> **Assignment**: Search string "face": state how many lines in the material below contain it, and nothing else.

============

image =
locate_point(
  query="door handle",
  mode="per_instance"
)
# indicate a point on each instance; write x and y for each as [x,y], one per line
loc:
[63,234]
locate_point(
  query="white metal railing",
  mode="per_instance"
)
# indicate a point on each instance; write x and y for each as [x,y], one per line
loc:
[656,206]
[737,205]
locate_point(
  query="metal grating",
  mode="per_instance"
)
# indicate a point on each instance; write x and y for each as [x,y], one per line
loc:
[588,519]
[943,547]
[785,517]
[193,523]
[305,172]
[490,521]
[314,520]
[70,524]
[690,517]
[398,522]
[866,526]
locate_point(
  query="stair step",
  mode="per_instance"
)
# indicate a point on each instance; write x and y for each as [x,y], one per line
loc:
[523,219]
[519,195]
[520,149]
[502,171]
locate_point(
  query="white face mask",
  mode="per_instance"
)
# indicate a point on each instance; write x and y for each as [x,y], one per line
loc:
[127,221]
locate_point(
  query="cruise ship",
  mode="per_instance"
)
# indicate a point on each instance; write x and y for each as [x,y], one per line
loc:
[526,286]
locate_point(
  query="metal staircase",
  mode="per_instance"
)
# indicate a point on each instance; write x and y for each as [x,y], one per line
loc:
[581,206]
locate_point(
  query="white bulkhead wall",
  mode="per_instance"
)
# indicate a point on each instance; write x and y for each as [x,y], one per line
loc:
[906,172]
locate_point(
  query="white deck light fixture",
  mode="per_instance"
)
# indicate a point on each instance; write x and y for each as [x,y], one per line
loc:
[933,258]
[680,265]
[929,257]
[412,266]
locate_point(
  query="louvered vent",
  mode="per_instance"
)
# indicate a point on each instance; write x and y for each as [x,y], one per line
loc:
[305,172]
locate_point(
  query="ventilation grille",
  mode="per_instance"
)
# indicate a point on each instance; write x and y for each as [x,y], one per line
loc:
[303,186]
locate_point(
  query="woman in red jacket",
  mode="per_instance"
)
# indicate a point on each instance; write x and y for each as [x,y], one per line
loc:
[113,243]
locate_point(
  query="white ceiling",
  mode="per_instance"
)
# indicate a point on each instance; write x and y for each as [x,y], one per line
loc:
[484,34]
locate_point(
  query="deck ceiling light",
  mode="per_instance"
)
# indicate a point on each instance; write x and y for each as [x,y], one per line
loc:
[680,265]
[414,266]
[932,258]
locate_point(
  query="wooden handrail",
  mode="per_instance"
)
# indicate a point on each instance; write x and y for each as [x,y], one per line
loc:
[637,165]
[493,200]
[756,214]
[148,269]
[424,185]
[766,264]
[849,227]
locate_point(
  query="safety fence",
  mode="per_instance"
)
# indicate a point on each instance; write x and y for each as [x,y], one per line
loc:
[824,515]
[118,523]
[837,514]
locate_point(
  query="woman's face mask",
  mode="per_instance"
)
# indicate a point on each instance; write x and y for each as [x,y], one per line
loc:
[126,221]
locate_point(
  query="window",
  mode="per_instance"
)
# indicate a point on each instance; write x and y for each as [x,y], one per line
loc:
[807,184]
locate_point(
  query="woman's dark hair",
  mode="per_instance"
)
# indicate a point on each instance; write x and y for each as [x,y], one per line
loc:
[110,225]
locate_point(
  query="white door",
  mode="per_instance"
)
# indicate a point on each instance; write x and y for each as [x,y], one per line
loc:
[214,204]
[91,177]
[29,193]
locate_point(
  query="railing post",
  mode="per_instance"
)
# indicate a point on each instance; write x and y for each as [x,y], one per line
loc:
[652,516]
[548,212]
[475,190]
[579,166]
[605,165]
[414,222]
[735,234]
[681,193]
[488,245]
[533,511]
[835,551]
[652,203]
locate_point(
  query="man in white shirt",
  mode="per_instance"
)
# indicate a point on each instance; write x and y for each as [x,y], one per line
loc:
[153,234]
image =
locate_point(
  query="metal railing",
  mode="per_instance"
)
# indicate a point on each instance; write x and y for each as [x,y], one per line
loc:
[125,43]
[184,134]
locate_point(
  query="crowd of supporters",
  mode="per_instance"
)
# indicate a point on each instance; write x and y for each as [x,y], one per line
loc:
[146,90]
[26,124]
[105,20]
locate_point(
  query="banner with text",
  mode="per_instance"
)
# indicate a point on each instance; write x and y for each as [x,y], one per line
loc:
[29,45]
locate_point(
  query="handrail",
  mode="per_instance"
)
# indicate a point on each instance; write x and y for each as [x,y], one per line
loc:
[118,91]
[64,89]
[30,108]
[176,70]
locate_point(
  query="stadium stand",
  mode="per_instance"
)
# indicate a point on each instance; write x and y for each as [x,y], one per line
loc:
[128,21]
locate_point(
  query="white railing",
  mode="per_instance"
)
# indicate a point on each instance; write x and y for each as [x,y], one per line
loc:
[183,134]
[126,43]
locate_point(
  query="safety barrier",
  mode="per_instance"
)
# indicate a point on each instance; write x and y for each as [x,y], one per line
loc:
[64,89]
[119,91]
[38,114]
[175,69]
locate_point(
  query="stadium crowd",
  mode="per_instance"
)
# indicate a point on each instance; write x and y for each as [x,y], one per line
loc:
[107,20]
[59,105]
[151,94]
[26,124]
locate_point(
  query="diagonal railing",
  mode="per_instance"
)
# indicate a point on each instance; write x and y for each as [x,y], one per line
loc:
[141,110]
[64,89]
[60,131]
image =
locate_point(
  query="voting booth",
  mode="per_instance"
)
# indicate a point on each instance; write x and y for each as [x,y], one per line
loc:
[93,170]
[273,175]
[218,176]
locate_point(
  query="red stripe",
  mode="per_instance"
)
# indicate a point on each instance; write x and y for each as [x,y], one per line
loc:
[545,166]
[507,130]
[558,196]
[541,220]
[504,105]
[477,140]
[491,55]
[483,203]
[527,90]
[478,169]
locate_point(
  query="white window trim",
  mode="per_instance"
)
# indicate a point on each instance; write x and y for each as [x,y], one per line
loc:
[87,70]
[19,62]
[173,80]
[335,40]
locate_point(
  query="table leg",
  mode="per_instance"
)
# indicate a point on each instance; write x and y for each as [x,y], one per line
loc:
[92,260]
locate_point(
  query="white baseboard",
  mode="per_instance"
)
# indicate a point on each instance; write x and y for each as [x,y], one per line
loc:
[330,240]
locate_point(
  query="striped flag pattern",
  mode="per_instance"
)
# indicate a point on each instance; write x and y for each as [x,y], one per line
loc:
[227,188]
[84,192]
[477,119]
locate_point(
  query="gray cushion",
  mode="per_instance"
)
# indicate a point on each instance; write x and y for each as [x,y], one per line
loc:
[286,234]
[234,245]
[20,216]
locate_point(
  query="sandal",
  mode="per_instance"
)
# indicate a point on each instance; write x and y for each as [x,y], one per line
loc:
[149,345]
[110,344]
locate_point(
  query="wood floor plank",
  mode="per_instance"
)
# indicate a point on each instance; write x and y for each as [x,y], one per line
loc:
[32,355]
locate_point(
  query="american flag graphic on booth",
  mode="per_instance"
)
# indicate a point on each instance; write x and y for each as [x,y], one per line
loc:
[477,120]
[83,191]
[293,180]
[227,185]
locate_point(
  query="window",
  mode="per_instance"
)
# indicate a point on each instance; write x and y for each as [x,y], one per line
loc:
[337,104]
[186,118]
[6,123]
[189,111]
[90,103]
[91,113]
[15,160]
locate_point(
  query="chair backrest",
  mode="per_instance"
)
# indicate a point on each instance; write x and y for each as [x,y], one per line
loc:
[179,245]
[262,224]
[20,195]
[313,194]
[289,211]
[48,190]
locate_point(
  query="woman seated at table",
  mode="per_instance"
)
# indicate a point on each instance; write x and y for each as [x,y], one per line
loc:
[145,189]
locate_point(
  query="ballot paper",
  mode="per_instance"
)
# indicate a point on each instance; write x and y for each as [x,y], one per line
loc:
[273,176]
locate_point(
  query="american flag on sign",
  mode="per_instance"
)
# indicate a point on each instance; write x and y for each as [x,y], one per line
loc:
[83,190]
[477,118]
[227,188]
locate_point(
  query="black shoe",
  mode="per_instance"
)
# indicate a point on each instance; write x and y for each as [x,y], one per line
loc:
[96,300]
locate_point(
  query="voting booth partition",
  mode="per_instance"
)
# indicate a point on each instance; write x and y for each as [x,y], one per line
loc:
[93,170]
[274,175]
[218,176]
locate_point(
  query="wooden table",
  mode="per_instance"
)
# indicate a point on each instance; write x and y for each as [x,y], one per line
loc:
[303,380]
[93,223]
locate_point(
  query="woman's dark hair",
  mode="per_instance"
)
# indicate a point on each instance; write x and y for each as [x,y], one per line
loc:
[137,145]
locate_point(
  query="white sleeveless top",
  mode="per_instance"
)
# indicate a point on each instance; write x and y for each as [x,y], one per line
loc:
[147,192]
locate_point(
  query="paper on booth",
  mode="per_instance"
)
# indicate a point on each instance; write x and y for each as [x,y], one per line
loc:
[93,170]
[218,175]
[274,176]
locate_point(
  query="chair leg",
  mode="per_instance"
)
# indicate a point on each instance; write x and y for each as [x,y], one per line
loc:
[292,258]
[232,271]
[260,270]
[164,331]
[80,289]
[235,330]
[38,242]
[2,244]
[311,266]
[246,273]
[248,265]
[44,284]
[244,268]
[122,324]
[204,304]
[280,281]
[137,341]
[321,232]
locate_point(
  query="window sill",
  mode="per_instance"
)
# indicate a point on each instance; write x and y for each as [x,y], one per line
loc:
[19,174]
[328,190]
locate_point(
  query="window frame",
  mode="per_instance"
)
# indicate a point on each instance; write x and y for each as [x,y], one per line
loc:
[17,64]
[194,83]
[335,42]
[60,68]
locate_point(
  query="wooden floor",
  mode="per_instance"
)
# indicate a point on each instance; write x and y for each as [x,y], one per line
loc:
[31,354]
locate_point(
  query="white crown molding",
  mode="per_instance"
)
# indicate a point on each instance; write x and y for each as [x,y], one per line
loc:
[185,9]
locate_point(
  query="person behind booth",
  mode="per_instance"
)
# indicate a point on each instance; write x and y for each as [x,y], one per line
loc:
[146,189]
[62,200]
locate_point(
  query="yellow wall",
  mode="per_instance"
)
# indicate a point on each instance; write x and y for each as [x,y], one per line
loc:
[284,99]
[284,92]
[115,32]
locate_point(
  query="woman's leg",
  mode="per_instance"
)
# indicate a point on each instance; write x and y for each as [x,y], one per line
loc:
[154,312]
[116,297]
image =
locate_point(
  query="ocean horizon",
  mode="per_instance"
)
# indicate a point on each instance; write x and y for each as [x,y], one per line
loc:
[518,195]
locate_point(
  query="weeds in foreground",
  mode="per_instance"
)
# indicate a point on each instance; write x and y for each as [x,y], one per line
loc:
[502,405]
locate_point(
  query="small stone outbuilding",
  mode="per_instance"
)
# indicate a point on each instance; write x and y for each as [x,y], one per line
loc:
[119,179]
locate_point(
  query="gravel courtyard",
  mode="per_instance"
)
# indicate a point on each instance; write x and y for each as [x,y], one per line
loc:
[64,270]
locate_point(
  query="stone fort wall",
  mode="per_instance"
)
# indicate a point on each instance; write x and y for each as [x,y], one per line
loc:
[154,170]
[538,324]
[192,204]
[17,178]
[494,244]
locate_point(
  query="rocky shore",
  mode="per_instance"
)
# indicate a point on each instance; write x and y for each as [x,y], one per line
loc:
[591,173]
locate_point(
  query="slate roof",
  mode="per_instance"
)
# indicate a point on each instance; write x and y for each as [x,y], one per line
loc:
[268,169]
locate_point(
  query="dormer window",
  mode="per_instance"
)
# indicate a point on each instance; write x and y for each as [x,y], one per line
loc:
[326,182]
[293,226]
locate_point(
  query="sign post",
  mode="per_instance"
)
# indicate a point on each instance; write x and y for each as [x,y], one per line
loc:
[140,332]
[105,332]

============

> **Solution for this problem**: 2